### Goal
Please reproduce, word for word, the stretch from the line containing "Could you point out the clenched" through the end of the rows below.
--- Begin ---
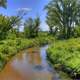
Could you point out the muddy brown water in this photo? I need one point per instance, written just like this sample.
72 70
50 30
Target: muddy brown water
30 64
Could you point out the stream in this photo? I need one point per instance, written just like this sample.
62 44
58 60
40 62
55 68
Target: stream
30 64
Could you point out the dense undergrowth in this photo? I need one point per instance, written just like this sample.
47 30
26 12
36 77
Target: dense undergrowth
9 47
65 55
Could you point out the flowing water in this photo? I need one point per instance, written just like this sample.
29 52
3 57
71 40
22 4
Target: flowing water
30 64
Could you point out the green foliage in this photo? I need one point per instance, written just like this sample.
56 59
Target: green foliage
66 53
10 47
63 14
31 27
3 3
4 26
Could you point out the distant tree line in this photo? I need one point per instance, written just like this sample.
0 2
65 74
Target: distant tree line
63 17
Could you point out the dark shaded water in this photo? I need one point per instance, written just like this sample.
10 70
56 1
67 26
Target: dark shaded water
30 64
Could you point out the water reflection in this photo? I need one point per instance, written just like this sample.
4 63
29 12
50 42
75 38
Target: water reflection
30 64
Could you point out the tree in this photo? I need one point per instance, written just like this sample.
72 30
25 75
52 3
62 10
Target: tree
36 25
28 28
31 27
64 14
3 3
5 26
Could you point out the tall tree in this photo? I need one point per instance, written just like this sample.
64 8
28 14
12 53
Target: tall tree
36 25
64 14
3 3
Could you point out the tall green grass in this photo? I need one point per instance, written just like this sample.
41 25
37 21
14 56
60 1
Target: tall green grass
67 54
9 47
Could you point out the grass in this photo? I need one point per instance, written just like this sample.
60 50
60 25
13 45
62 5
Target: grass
66 56
9 47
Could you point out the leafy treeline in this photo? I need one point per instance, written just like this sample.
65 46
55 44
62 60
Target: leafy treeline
65 55
63 16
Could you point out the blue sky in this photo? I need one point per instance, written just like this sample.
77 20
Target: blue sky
36 8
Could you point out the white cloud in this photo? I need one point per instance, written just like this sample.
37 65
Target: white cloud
24 9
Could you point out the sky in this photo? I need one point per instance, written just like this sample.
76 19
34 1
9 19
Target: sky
35 7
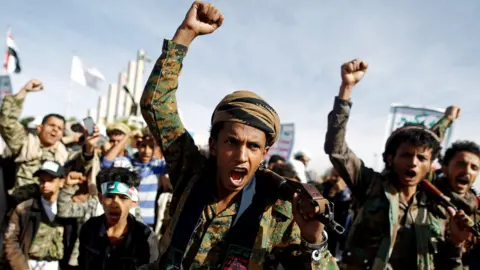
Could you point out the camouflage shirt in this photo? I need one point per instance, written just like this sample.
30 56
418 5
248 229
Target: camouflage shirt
185 162
375 229
27 149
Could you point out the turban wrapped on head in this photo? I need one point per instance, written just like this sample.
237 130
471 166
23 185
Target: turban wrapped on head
248 108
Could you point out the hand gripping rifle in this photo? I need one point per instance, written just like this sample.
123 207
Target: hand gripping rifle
445 201
311 193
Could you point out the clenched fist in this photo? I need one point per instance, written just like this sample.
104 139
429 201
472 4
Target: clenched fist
353 72
33 86
452 113
202 18
75 178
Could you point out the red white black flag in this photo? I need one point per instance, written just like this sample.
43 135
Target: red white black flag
12 62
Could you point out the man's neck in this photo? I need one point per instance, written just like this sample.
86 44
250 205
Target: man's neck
52 198
118 229
408 192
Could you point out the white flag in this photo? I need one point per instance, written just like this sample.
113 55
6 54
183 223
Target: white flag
88 77
12 62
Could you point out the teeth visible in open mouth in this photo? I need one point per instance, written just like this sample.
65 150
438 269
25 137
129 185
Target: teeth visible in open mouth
411 174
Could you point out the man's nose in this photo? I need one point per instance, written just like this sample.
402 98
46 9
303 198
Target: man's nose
242 154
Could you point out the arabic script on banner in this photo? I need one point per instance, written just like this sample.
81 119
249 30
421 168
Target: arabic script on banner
284 145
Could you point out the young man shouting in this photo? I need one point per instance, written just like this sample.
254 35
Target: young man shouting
227 213
394 228
116 240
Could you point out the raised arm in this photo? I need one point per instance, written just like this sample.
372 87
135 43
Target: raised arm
159 102
348 165
440 128
12 131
--- End ---
### Written response
Could you point out the clenched fist in this photo? I need one point per instance, written just like this sample.
104 139
429 201
472 4
Target: clenched fist
353 72
33 86
452 113
202 18
75 178
Could you point out the red white black flag in this photo? I need one point per instance, written just like this sample.
43 135
Target: red white black flag
12 62
Could you point out the man's neck in this photo? I need one point per instance, written just like this sample.
86 44
250 205
Target: man's neck
52 198
118 229
408 192
Could you point out the white flag in this photo? I need one point per instance, written just like this sample.
113 55
6 54
183 223
Target: white flag
88 77
12 62
Could you point out the teeth visible in open mouth in this photo? I need one point per instance, written just like this sample.
65 150
438 269
25 137
129 185
Target: teeth visible in open mouth
411 174
Could you point out the man's nose in this photo? I need one point per instance, written just like this sample.
402 98
46 9
303 198
Target: man's nose
242 154
Could you point out the arabic script on banner in this photo? I need one point per instance, written just like this sample.
81 119
249 30
421 168
Target: arabic script on banner
284 145
Could you point out the young man shouting in this photo? I need one point per instance, written just like this sample.
254 35
Target: young man shouting
227 213
394 228
116 240
Could you point out the raised arm in this photo? I need one point per instance, written just like this sample.
372 87
135 43
Target: raised arm
159 102
348 165
440 128
12 131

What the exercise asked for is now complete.